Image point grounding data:

#####

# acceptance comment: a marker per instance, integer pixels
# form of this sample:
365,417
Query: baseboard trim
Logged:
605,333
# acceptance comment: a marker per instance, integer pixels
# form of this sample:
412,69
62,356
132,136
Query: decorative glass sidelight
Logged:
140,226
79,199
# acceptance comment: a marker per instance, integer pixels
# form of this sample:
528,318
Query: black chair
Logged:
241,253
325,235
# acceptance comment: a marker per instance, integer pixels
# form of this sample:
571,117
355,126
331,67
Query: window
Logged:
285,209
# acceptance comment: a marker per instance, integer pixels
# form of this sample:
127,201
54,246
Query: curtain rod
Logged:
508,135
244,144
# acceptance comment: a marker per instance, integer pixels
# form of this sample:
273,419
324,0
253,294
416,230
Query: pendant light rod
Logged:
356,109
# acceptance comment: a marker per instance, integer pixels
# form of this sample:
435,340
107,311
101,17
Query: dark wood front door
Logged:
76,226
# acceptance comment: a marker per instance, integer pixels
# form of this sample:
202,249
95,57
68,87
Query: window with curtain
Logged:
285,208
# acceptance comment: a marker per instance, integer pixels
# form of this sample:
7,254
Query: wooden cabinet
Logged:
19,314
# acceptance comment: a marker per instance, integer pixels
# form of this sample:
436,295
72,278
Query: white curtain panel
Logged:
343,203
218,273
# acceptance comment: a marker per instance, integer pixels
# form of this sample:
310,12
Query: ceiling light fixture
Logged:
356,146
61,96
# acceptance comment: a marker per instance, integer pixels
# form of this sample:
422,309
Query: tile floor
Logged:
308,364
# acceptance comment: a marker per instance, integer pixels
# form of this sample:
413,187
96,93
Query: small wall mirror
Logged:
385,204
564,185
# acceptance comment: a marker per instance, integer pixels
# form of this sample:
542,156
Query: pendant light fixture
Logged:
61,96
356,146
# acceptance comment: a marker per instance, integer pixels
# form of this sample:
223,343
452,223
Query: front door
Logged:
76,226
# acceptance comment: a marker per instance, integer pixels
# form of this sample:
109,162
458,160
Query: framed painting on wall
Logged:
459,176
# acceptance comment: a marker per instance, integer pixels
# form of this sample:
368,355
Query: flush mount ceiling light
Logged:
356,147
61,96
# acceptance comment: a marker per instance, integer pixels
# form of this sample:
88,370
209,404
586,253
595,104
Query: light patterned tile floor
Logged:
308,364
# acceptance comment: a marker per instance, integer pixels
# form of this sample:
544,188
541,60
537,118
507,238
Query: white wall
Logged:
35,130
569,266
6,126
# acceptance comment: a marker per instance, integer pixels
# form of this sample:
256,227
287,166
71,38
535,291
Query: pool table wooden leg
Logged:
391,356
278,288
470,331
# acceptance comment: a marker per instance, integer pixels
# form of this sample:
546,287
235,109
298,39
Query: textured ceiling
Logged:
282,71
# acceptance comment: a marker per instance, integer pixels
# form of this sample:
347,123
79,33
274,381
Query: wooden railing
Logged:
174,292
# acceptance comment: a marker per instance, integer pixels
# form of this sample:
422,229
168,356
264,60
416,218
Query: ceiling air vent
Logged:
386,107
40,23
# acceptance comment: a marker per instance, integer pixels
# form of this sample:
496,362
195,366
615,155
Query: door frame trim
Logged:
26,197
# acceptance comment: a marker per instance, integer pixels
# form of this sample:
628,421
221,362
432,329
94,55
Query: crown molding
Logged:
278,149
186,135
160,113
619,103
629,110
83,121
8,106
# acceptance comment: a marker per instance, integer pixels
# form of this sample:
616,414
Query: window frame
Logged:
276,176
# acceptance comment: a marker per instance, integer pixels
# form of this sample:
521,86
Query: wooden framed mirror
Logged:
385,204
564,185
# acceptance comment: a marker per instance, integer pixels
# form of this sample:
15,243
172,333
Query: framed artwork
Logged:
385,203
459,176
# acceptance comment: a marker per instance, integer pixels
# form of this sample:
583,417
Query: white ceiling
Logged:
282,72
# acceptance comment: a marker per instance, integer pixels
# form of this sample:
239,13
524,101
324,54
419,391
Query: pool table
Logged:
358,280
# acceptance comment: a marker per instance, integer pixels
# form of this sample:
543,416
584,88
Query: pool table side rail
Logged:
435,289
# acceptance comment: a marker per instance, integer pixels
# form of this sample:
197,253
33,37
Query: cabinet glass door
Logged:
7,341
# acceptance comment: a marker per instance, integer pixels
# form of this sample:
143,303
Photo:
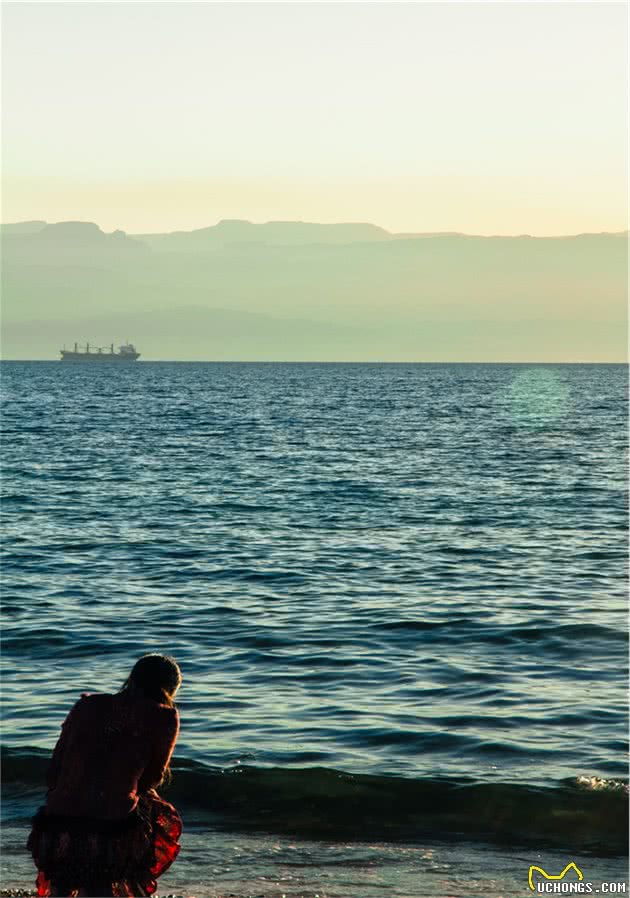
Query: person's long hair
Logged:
157,677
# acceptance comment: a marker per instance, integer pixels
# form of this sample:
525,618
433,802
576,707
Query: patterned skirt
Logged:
78,856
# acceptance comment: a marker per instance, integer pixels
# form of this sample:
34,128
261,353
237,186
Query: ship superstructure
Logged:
126,353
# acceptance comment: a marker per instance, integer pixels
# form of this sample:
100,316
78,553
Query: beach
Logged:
396,593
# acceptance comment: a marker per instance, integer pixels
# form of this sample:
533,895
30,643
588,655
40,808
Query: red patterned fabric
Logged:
112,752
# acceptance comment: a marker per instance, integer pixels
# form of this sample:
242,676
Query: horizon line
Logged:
246,221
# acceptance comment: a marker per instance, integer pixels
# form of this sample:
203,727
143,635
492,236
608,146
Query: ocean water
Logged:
388,586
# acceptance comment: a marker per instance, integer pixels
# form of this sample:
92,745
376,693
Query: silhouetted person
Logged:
104,830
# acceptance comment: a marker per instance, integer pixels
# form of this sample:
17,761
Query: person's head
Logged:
157,677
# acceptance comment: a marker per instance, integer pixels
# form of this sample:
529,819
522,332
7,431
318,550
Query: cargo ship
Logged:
126,353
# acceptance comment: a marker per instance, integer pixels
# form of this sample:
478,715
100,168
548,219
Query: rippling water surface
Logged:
412,569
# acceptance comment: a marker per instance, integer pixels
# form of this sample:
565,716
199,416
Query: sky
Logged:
486,118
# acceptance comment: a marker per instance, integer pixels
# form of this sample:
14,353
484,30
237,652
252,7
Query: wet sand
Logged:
219,864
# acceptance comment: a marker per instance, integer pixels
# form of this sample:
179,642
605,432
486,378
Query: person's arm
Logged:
58,752
153,774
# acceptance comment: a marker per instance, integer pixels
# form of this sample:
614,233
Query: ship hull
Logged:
110,358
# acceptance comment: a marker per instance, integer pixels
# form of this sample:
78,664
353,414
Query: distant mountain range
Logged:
305,291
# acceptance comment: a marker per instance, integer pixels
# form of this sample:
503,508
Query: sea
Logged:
397,594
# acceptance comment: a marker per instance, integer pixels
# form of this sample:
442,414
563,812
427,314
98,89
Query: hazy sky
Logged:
487,118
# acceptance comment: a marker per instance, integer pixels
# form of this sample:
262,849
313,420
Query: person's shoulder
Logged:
168,716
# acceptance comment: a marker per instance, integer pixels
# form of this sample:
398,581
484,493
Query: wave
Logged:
577,814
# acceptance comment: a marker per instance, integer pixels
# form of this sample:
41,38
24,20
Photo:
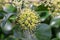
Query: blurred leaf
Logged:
18,32
41,8
7,26
43,32
6,17
55,22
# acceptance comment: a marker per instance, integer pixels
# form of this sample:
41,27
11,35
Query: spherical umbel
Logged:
28,19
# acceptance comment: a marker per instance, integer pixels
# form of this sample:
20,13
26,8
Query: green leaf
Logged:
43,32
43,15
55,22
41,8
9,8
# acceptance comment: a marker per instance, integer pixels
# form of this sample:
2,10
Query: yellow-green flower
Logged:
28,19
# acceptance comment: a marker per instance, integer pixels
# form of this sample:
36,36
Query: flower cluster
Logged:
28,19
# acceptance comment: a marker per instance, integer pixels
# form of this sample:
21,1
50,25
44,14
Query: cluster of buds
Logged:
28,19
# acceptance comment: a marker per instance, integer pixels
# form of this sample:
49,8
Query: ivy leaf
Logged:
43,15
43,32
9,8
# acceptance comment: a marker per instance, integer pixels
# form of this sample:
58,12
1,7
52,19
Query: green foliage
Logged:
48,28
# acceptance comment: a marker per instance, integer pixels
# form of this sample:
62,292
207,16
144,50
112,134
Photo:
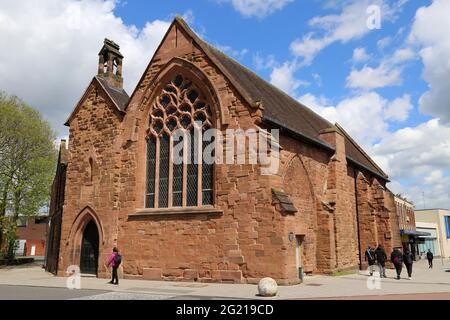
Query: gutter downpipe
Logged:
357,219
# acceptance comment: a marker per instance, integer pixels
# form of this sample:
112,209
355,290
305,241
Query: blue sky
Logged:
388,87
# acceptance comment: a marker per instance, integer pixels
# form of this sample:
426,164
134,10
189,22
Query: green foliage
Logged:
27,158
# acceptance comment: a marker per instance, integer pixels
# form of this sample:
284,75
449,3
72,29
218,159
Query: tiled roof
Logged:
280,108
119,96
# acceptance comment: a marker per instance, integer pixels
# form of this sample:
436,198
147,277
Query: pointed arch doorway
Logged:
89,249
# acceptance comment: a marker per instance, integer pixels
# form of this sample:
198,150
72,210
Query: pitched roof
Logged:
119,96
279,107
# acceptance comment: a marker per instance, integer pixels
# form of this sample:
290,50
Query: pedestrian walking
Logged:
371,259
430,258
408,259
114,261
381,257
397,260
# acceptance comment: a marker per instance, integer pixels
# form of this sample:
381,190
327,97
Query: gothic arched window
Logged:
188,181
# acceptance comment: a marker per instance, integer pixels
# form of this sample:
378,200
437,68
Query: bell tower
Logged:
110,64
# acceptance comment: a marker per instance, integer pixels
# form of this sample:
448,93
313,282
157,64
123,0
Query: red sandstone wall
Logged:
94,135
249,239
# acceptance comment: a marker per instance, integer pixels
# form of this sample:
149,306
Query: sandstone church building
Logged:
116,186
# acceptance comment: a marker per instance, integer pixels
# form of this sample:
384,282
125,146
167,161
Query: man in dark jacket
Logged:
371,259
381,257
408,259
397,260
430,258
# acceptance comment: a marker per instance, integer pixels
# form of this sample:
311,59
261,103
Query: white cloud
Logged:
349,25
235,53
360,55
415,158
262,63
283,77
383,43
257,8
429,33
402,55
353,114
419,157
50,50
371,78
399,109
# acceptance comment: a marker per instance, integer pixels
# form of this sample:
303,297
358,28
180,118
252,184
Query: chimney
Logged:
110,64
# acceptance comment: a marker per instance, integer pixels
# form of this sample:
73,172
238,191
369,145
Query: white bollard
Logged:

#####

Exercise — Take every line from the records that holds "green" and copy it down.

Solution —
Query: green leaf
Query: yellow-green flower
Query: green foliage
Query: green foliage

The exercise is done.